[Saved entries]

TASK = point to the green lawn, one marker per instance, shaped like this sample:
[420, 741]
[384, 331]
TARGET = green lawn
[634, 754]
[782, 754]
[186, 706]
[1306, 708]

[To do] Every entry should be output again exactly as written.

[Answer box]
TASK = point to the green lawn, one marker per instance, shaped like this sample:
[420, 741]
[384, 331]
TARGET = green lawn
[634, 754]
[782, 754]
[186, 706]
[1306, 708]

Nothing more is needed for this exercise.